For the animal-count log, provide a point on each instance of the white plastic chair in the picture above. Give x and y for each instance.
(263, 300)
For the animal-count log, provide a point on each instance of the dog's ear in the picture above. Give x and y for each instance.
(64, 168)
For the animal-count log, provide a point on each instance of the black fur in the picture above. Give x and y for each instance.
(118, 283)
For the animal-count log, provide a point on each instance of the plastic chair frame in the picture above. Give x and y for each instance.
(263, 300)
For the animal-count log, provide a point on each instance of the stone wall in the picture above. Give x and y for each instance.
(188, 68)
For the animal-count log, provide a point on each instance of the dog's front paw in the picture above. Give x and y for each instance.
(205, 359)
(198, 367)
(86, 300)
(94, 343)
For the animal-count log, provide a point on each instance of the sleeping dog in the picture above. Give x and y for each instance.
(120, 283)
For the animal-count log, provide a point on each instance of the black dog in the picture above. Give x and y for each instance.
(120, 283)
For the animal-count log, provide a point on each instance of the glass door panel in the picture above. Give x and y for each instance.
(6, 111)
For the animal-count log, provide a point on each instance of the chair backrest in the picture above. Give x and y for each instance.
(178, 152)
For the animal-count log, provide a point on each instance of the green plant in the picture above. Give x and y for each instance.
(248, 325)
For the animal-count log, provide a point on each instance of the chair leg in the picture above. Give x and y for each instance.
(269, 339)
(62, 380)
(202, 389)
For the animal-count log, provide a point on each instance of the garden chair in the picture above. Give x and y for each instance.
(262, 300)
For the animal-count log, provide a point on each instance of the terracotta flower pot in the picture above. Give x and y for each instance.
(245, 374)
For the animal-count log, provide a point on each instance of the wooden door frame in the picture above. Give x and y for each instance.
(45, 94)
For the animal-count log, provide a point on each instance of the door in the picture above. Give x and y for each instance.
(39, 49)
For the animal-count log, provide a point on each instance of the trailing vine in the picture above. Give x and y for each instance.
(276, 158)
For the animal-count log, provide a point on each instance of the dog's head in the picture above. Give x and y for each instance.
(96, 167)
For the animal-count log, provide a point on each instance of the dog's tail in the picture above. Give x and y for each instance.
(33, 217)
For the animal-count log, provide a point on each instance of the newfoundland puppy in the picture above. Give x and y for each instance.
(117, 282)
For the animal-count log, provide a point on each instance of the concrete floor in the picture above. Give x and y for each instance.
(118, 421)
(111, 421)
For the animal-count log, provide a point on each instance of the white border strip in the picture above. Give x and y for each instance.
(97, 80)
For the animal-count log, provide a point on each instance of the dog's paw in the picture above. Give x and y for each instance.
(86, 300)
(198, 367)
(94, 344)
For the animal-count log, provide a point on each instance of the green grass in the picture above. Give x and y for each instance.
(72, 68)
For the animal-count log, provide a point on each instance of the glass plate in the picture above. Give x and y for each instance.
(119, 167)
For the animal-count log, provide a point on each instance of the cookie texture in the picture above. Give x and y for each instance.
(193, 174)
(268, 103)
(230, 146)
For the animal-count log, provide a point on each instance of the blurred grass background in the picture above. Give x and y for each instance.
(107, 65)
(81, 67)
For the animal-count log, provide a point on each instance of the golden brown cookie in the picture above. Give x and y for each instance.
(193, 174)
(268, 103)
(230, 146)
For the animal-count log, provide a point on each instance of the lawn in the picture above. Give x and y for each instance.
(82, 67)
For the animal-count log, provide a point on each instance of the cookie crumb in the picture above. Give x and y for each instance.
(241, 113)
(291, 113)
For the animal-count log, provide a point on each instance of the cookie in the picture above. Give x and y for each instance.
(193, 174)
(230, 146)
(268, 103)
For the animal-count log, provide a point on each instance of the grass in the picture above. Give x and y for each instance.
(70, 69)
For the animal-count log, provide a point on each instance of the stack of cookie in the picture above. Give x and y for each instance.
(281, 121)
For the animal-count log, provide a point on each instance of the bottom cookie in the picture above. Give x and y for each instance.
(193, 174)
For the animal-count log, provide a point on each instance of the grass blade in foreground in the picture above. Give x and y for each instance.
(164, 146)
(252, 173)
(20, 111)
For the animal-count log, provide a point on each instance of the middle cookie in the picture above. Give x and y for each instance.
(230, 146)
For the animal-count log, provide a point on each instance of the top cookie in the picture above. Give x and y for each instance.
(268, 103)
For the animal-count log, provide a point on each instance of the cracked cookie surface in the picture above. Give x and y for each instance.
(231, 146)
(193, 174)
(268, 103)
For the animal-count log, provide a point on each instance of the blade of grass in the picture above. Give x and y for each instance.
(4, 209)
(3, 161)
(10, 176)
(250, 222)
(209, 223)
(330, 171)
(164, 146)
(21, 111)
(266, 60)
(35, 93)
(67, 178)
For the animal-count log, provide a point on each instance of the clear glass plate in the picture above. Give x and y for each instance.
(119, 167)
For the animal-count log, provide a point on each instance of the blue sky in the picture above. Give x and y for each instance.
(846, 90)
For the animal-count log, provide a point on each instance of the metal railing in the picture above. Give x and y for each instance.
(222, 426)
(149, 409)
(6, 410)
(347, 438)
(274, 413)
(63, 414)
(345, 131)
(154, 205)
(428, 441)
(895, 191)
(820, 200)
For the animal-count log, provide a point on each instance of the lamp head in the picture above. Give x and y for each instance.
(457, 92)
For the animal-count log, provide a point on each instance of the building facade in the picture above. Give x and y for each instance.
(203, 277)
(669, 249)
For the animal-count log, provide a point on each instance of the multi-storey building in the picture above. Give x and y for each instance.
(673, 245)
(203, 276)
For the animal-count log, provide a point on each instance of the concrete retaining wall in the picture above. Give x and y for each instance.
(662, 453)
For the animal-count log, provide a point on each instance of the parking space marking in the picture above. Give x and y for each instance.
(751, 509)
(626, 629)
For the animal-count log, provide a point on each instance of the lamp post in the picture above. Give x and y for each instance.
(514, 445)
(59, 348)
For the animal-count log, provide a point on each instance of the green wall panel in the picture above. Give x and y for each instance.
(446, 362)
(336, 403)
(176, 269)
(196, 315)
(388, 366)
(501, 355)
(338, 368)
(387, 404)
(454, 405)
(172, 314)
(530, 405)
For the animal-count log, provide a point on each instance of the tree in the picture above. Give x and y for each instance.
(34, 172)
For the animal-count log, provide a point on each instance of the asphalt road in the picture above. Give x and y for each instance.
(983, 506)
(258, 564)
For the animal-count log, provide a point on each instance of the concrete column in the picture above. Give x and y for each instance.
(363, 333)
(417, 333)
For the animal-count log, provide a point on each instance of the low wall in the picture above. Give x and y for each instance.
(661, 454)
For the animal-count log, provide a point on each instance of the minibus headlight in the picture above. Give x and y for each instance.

▬▬▬▬▬▬

Give every part of the material again, exactly as written.

For the animal-count log, provide a point on each instance of the white plastic chair in the picture above. Give x and y for each instance.
(263, 300)
For the animal-count log, provide a point on each instance of the dog's ear in the picture above. Give x and y for each instance.
(64, 168)
For the animal-count log, provide a point on each instance of the black fur in the picture above. Give x and y for each instance.
(118, 283)
For the animal-count log, provide a point on each instance of the plastic chair frame in the picture above. Give x and y for each instance.
(263, 300)
For the animal-count log, provide a point on each instance of the stone wall in the picture above. Give x and y for each instance.
(188, 68)
For the animal-count log, provide a point on each instance of the dog's front paw in the picture above. Give x and y for each instance.
(205, 359)
(198, 367)
(86, 300)
(94, 343)
For the animal-count log, provide a point on each instance of the sleeping dog in the picture above. Give x and y for each instance.
(120, 283)
For the animal-count log, provide a point on each instance of the black dog in the picture above. Give x and y for each instance.
(120, 283)
For the animal-count log, provide a point on each instance of the glass door panel in the picture above. Give x and y for each instance.
(6, 111)
For the animal-count log, provide a point on each instance of the chair backrest in the picture above. Give x and y for each instance.
(178, 152)
For the animal-count log, provide a point on each instance of the green plant in the picture above. Give x and y for each instance.
(248, 325)
For the animal-count log, provide a point on each instance of the chair leg in the picture above. Give x and y for each instance.
(269, 339)
(62, 380)
(202, 389)
For the animal-count log, provide a point on each instance of the garden chair in the picture above. Give x and y for each instance.
(262, 300)
For the animal-count log, provide a point on each instance of the terracotta flower pot in the picture above. Give x and y for each instance.
(245, 374)
For the animal-count log, provide a point on each instance of the wooden door frame in the picture above. Give x and y for each instance.
(45, 94)
For the animal-count log, provide a point on each instance of the door in the picture above. Give x and y for each instance.
(39, 49)
For the animal-count log, provide a point on each instance of the trailing vine in the picture above. Give x and y for each instance.
(276, 158)
For the animal-count log, provide a point on each instance of the dog's head in the picture above. Give x and y for each instance.
(96, 167)
For the animal-count log, provide a point on each instance of the dog's tail in the picture above. Give x and y for each instance.
(33, 217)
For the animal-count log, provide a point on each instance of the newfoundland puppy in the picture above. Give x and y for each instance.
(117, 282)
For the animal-count log, provide a point on each instance of the concrete floor in the picture above. Give x and y for each instance.
(118, 421)
(111, 421)
For the animal-count log, provide a point on each instance of the white border strip in the picture above. Give x and y for each instance.
(97, 80)
For the animal-count log, provide a point on each instance of the dog's paw in the picture above. Give x and y for each instance.
(86, 300)
(198, 367)
(94, 344)
For the animal-count log, provide a point on each instance of the green grass in the picture above. Give x and y for each instance.
(72, 68)
For the animal-count log, provide a point on each instance of the glass plate in the picture above. Give x and y for each instance.
(119, 167)
For the animal-count log, provide a point on each instance of the cookie texture in the picture above. Give x and y for each instance.
(193, 174)
(268, 103)
(230, 146)
For the animal-count log, provide a point on each instance of the blurred grass background in the picture above. Give x and y for each instance.
(107, 65)
(81, 67)
For the animal-count log, provide a point on each instance of the golden brown cookie in the picture above. Give x and y for each instance.
(193, 174)
(268, 103)
(230, 146)
For the animal-count log, provide a point on each instance of the lawn in the picture above. Give x and y for each instance.
(82, 67)
For the animal-count log, provide a point on each instance of the cookie crumb in the picture above. Give x and y for each instance.
(241, 113)
(291, 113)
For the animal-count log, provide a point on each instance of the cookie in the picture above. Give x and y for each instance.
(193, 174)
(230, 146)
(268, 103)
For the animal-count log, provide a point on each instance of the grass in the picture above. Give x and y for each instance.
(70, 69)
For the animal-count log, provide a point on each instance of the stack of cookie in the picture above. Give x and y for each instance.
(281, 121)
For the animal-count log, provide a point on each instance of the bottom cookie in the picture above. Give x and y for each instance.
(193, 174)
For the animal-count log, provide a point on each instance of the grass blade in foreground in the picture above. Give x and y for each instance.
(164, 146)
(252, 173)
(20, 111)
For the animal-count log, provide a point on each instance of the middle cookie in the picture above. Give x and y for each instance.
(230, 146)
For the animal-count log, provide a point on each instance of the top cookie in the picture above. Give x and y for each instance.
(268, 103)
For the animal-count log, provide a point on each instance of the cracked cookie surface in the picture above. Give x and y for each instance.
(231, 146)
(193, 174)
(268, 103)
For the animal-count log, provide a point on each instance of the blade of grass in the picture above. Give x and y for each instance.
(4, 209)
(3, 161)
(10, 176)
(250, 222)
(209, 223)
(330, 171)
(164, 146)
(21, 111)
(266, 60)
(35, 93)
(67, 178)
For the animal-count log, provide a point on each instance of the clear glass plate in the picture above. Give x and y for each instance.
(119, 167)
For the animal-count log, provide a point on each instance of the blue sky in the picture above. Give x and y for each instance.
(846, 90)
For the animal-count log, provide a point on each instance of the metal railing in the picture above. Give x and y for each instance.
(222, 426)
(149, 409)
(6, 410)
(347, 438)
(274, 413)
(63, 414)
(345, 131)
(154, 205)
(428, 441)
(895, 191)
(820, 200)
For the animal-count log, provide a point on each instance of the lamp head in the picture above. Give x and y for each instance.
(457, 92)
For the animal-count log, provide a point on each instance of the building facade in the picture above. Give x and y for each instance.
(203, 277)
(669, 249)
For the animal-count log, provide a point on each instance of the multi-storey building in the picture above. Give x and y for each instance.
(673, 245)
(203, 276)
For the animal-count log, provide a point on each instance of the concrete retaining wall in the picture above. Give x and y for each instance.
(662, 453)
For the animal-count log, provide a point on each instance of the parking space marking in the picture above. Give x and y for each instance.
(751, 509)
(626, 629)
For the animal-count log, provide a point on each instance of the lamp post in the picture above. Give x and y for each instance.
(514, 445)
(59, 348)
For the animal-count log, provide a point on each instance of the green wall panel in the picture above. Give x and y for each instance.
(446, 362)
(336, 403)
(176, 269)
(196, 315)
(388, 366)
(501, 355)
(338, 368)
(387, 404)
(454, 405)
(172, 314)
(530, 405)
For the animal-count log, provide a point on each instance of the tree in the picture above. Give x and y for each instance.
(34, 172)
For the animal-count log, provide a point on each instance of the asphalt road in the picture above. Give x and y for each instance.
(983, 506)
(258, 564)
For the animal-count log, provide a point on each instance of the concrete column in the picture above. Give x and y for each instance.
(363, 333)
(417, 333)
For the animal-count log, provide a point on each instance of the low wall in the picture above. Give x and y for each instance.
(661, 454)
For the animal-count log, provide a point on each instance of the minibus headlight in the picture above. Give x and y for each instance.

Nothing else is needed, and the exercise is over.